** start of Selected passage **

ZFS is the file system currently owned by Oracle, but available under license to other Unicies. It is an advanced file system with a great advantage to the users.
ZFS is tunable; you can turn flags on and off as you like to support a specific purpose for a mount. By default, ZFS has many flags turned on, resulting in a file system that looks slow compared to other systems you may have used. By turning off the options you do not need, however, you can rapidly speed the system up.
ZFS combines the concepts of RAID (limited), LVM2 and DRBD. With added flexibility that your “Logical Volumes” can be tuned to their individual needs, but still dynamically acquire as much space as they need from the Volume Group.
The first thing that confused me when I went to ZFS was the concept of a “pool” from which you create datasets. You can think of a pool as a physical disk, and datasets as the partitions on it, though this is a gross simplification. For Linux LVM users, you can think of a pool as a Volume Group and a dataset as a Logical Volume, which is closer, but still a simplification.
A pool is made up of 1 or more disks or partitions (disks are best), similar to RAID arrays. Not quite as powerful as Linux's mdadm, but still good. Think hardware RAID, or mdadm about 20 years ago. Creating a pool is simple:
zpool create poolname redundancy_type device device device
poolname is anything you want to call it (default is zpool, I think), and redundancy type is one of the limited ones that ZFS supports, mainly mirror (RAID-1) and raidz2 (RAID-5).
Another point of confusion is the pool will show itself to be “mounted” from commands like df as its own directory, like zpool/. Note that this is NOT a mounted system.
Enough of that. A pool can be broken into individual datasets. Again, you can think of them as a partition, or a Logical Volume, in that you can tune them. Not just things like no atime or no dev's, but setting up a blocksize, quota, buffering, logging. What you could normally do on other file systems, but you do this while still having full access to the space of the entire pool. This is what confused me.
Creating a dataset is again, quite easy.

** end of Selected passage **
** start of Given data **

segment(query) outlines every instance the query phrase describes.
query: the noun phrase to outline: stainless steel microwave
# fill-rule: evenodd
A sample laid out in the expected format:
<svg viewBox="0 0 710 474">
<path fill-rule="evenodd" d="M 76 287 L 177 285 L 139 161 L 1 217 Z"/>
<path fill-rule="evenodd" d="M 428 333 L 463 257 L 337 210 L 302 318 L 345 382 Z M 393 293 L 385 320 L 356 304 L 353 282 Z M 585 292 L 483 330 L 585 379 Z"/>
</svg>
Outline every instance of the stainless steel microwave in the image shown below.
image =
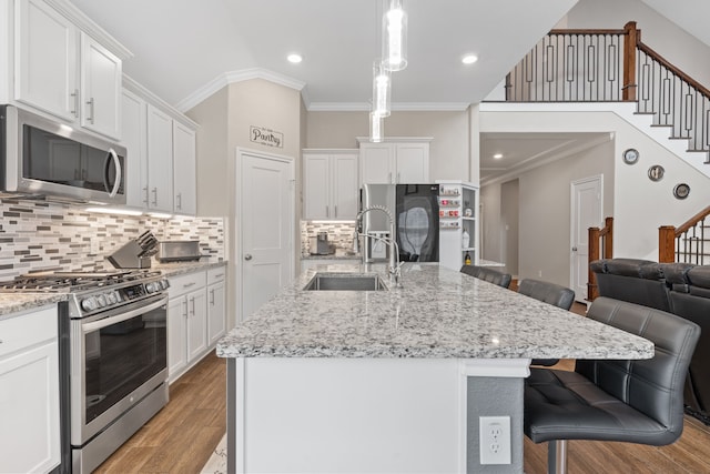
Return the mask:
<svg viewBox="0 0 710 474">
<path fill-rule="evenodd" d="M 125 148 L 13 105 L 0 105 L 0 191 L 125 204 Z"/>
</svg>

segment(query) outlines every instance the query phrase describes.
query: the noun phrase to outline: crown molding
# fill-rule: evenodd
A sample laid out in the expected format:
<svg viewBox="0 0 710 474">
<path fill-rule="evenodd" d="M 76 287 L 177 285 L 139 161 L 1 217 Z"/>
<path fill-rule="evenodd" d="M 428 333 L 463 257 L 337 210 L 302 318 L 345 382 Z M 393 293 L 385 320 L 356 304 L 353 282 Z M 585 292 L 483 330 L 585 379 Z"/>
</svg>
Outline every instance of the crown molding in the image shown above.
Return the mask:
<svg viewBox="0 0 710 474">
<path fill-rule="evenodd" d="M 200 102 L 207 99 L 210 95 L 219 91 L 220 89 L 233 84 L 236 82 L 250 81 L 252 79 L 263 79 L 265 81 L 273 82 L 278 85 L 284 85 L 286 88 L 291 88 L 297 90 L 302 93 L 304 99 L 304 103 L 306 104 L 306 109 L 308 108 L 308 103 L 306 102 L 307 94 L 304 94 L 304 89 L 306 83 L 303 81 L 298 81 L 296 79 L 290 78 L 287 75 L 278 74 L 276 72 L 270 71 L 263 68 L 250 68 L 242 69 L 240 71 L 230 71 L 224 72 L 212 81 L 204 84 L 202 88 L 197 89 L 180 102 L 175 104 L 175 108 L 181 112 L 185 112 Z"/>
</svg>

** end of Given data **

* [Given request] Copy the stretch of the ZFS text from "Another point of" through "again, quite easy.", changing "blocksize" to "block size". The data is unrelated to the ZFS text.

* [Exercise answer]
Another point of confusion is the pool will show itself to be “mounted” from commands like df as its own directory, like zpool/. Note that this is NOT a mounted system.
Enough of that. A pool can be broken into individual datasets. Again, you can think of them as a partition, or a Logical Volume, in that you can tune them. Not just things like no atime or no dev's, but setting up a block size, quota, buffering, logging. What you could normally do on other file systems, but you do this while still having full access to the space of the entire pool. This is what confused me.
Creating a dataset is again, quite easy.